Фрагмент текста:
───

Условия там были не самые хорошие для лечения, и по распоряжению председателя Спорткомитета СССР Николая Романова меня перевезли в Москву в Боткинскую больницу. Там я начал восстанавливаться, но вернуть себе прежние кондиции уже не получалось. Хотя кое-чего мне удалось достичь, когда уже на следующий год я сумел выиграть золото чемпионата Европы по тяжелой атлетике в Будапеште. Но через два года я опять травмировался, после чего был вынужден завершить карьеру спортсмена и перейти на тренерскую работу в Московском энергетическом институте, где преподавал много лет.
— Но в вашей карьере есть и мировые рекорды…
— Хочу рассказать напоследок еще одну историю о том, как обо мне первый раз написал ТАСС. Это было в 1953 году, когда я уже перебрался в Москву и выступал за общество "Спартак". Мы выступали на одной из арен на востоке Москвы, куда приехал американец Эвери Брендедж, возглавлявший тогда Международный олимпийский комитет (МОК). Он решил посетить СССР и лично выяснить, как так получилось, что на первой для советских спортсменов Олимпиаде 1952 года в Хельсинки те практически на равных выступали с американцами.
Его команда хотела проверить все: какого веса наши снаряды, штанги, ядра. Легче всего было проверить тяжелоатлетов, и для нас на той арене соорудили помост. Вместе с Брендеджем и его свитой на стадион приехал один из руководителей СССР Климент Ворошилов, который потом пожал мне руку.

───

Исходные записи:

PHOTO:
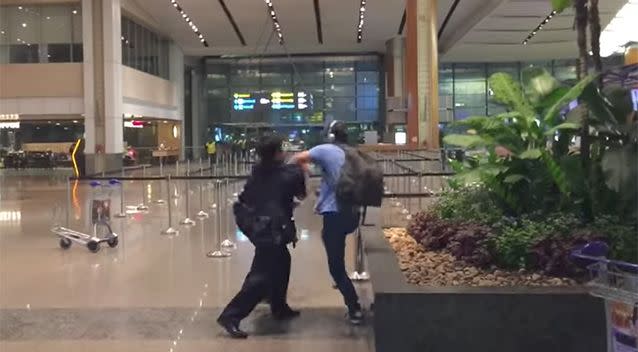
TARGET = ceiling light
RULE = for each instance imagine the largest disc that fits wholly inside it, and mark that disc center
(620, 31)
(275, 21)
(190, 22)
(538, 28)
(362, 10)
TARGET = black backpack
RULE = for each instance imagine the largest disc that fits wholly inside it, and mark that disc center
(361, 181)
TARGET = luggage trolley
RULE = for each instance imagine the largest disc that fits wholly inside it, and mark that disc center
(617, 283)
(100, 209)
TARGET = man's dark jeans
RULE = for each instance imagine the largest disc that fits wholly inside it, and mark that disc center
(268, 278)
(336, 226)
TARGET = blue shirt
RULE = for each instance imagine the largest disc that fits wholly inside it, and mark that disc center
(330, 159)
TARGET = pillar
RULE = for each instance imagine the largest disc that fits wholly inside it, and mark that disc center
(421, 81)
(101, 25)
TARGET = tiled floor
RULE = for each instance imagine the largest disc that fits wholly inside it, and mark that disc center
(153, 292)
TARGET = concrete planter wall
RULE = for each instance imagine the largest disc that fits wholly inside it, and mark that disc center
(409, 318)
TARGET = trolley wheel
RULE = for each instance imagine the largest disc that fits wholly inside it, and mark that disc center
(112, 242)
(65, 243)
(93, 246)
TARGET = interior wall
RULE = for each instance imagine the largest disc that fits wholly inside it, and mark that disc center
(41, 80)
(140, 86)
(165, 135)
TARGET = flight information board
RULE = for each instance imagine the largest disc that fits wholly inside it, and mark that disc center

───

Задание 1:
Какой пост занимал Эвери Брендедж, по словам фрагмента текста?
Задание 2:
Продолжите фрагмент текста о тяжелоатлетической карьере, начав сразу после его последнего предложения.
Записи взяты из другого источника и с фрагментом текста не связаны.

Поле ответа 1:
Он возглавлял Международный олимпийский комитет (МОК).

Поле ответа 2:
Нас выстроили в одну линейку, вместе со мной рядом стояли наши олимпийские чемпионы Иван Удодов, Рафаэль Чимишкян и Трофим Ломакин. А на моем счету тогда было уже один или два мировых рекорда, и ребята сказали, что я буду выступать первым.
Стадион был забит до отказа, зрителей собралось больше 70 тысяч. Я вышел на помост практически без разминки, и первый подход я смазал, не сумев зафиксировать штангу надо собой. Но во втором подходе я взял рекордный вес. Меня тут же отправили на взвешивание. Сам Брендедж посмотрел на весы, после чего произнеc: very good и объявил об установлении мирового рекорда. И ваш ТАСС тут же молнией объявил на весь мир о моем достижении. Так обо мне узнали в других странах.